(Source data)
++++++++++

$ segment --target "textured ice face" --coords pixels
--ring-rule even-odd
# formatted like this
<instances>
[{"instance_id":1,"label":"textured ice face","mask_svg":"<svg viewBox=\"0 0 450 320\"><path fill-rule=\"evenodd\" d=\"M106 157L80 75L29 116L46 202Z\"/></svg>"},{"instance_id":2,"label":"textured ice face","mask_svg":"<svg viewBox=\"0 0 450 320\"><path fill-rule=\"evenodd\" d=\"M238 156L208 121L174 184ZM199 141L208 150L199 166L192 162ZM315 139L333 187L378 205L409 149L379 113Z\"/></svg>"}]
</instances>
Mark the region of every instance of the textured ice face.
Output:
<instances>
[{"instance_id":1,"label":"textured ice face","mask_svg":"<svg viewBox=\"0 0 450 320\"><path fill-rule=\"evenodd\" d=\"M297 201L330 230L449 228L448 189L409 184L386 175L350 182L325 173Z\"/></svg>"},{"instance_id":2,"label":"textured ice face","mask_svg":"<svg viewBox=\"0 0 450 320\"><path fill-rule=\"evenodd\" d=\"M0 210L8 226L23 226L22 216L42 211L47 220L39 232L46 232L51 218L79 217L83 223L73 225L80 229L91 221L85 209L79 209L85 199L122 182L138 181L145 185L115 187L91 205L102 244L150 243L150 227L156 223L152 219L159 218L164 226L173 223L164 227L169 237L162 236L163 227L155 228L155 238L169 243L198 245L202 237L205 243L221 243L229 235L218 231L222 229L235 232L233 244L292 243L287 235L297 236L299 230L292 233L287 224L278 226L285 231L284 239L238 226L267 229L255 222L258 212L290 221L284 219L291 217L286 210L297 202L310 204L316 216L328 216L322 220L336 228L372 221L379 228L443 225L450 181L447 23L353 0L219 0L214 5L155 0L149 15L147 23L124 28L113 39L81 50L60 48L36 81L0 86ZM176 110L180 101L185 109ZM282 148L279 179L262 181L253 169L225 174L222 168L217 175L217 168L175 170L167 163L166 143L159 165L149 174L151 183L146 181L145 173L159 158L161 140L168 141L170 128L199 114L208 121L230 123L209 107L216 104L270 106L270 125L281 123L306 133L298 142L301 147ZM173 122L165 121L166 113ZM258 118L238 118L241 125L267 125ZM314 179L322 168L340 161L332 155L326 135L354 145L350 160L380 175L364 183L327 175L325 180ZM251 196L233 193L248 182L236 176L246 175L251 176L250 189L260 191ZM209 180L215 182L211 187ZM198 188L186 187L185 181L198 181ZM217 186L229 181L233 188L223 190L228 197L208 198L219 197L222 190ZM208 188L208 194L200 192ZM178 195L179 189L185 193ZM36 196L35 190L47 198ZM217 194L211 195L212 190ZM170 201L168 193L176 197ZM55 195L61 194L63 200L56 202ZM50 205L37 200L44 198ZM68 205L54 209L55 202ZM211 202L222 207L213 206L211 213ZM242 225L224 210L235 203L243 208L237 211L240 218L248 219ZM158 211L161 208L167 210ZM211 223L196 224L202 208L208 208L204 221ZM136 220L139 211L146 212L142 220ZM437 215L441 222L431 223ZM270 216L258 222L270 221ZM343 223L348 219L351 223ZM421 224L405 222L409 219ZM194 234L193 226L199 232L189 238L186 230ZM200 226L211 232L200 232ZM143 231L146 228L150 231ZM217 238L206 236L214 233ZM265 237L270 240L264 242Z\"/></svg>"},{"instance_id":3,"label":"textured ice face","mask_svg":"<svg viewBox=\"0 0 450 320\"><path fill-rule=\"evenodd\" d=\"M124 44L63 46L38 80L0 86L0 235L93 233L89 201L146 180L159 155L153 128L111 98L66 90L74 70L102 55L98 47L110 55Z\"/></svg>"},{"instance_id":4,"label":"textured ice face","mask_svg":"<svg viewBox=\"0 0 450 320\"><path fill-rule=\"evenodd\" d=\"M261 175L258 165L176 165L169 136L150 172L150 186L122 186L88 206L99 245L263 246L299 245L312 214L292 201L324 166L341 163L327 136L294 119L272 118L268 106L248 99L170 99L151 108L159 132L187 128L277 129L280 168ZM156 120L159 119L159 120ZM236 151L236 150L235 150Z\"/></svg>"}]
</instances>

++++++++++

**What to do**
Each entry above must be retyped exactly.

**Completed exercise**
$ segment --target "textured ice face" --coords pixels
--ring-rule even-odd
# formatted like this
<instances>
[{"instance_id":1,"label":"textured ice face","mask_svg":"<svg viewBox=\"0 0 450 320\"><path fill-rule=\"evenodd\" d=\"M106 157L80 75L29 116L46 202Z\"/></svg>"},{"instance_id":2,"label":"textured ice face","mask_svg":"<svg viewBox=\"0 0 450 320\"><path fill-rule=\"evenodd\" d=\"M238 156L208 121L174 184ZM199 141L208 150L199 166L192 162ZM315 139L333 187L378 205L409 149L379 113Z\"/></svg>"}]
</instances>
Mark the region of every instance of the textured ice face.
Output:
<instances>
[{"instance_id":1,"label":"textured ice face","mask_svg":"<svg viewBox=\"0 0 450 320\"><path fill-rule=\"evenodd\" d=\"M297 201L330 230L449 228L448 189L409 184L386 175L350 182L325 173Z\"/></svg>"},{"instance_id":2,"label":"textured ice face","mask_svg":"<svg viewBox=\"0 0 450 320\"><path fill-rule=\"evenodd\" d=\"M0 210L8 226L23 226L22 216L42 211L47 220L39 232L46 232L51 218L79 217L83 223L73 225L80 229L91 221L85 209L79 209L85 199L122 182L138 181L145 185L115 187L91 205L102 244L150 243L150 227L156 223L152 219L159 218L164 226L173 223L164 227L169 237L162 236L163 227L155 228L155 238L169 243L198 245L202 237L205 243L221 243L229 235L218 231L222 229L235 232L233 244L292 243L287 235L297 236L299 230L292 233L287 224L278 226L285 231L284 239L238 226L267 229L255 222L258 212L290 221L284 219L291 217L286 210L297 202L310 204L316 216L328 216L322 220L336 228L372 221L379 228L443 225L450 181L447 23L353 0L219 0L214 5L155 0L149 15L147 23L124 28L113 39L81 50L60 48L36 81L0 86ZM176 110L180 101L185 109ZM282 148L279 179L262 181L253 169L225 174L222 168L217 175L217 168L175 170L167 163L166 143L159 165L149 174L151 183L146 181L145 173L159 158L161 140L168 141L170 128L199 114L208 121L230 123L209 107L216 104L270 106L270 125L281 123L306 133L298 142L301 147ZM173 122L165 121L166 113ZM258 118L238 118L241 125L267 125ZM314 179L322 168L340 161L332 155L326 135L354 145L350 160L380 175L364 183L327 175L325 180ZM251 196L233 193L248 182L236 176L246 175L251 176L250 189L260 191ZM209 180L215 182L211 187ZM198 188L186 187L185 181L198 181ZM217 186L229 181L233 188L223 190L228 197L208 198L219 197L222 190ZM208 188L208 194L200 192ZM178 195L179 189L185 193ZM36 196L35 190L47 198ZM217 194L211 195L212 190ZM170 201L168 193L176 197ZM55 195L61 194L63 200L56 202ZM50 205L37 200L44 198ZM68 205L54 209L55 202ZM211 202L222 207L213 206L211 213ZM242 225L224 210L235 203L243 208L237 211L240 218L248 219ZM158 211L161 208L167 210ZM211 223L196 224L202 208L208 208L204 221ZM136 220L139 211L146 212L142 220ZM437 215L441 222L431 223ZM270 216L258 222L270 221ZM343 223L348 219L351 223ZM421 224L405 222L409 219ZM194 234L193 226L199 232L189 238L186 230ZM200 226L211 232L200 232ZM143 231L146 228L150 231ZM217 238L206 236L214 233ZM265 237L270 240L264 242Z\"/></svg>"},{"instance_id":3,"label":"textured ice face","mask_svg":"<svg viewBox=\"0 0 450 320\"><path fill-rule=\"evenodd\" d=\"M124 44L63 46L38 80L0 86L0 235L93 233L89 201L146 180L159 155L153 128L111 98L66 90L74 70L102 55L98 47L110 55Z\"/></svg>"},{"instance_id":4,"label":"textured ice face","mask_svg":"<svg viewBox=\"0 0 450 320\"><path fill-rule=\"evenodd\" d=\"M261 175L258 165L176 165L169 136L150 172L150 186L122 186L88 206L99 245L263 246L299 245L312 214L292 201L324 166L341 163L327 136L294 119L272 118L268 106L248 99L170 99L151 108L159 132L187 128L277 129L280 168ZM156 120L159 119L159 120ZM236 151L236 150L235 150Z\"/></svg>"}]
</instances>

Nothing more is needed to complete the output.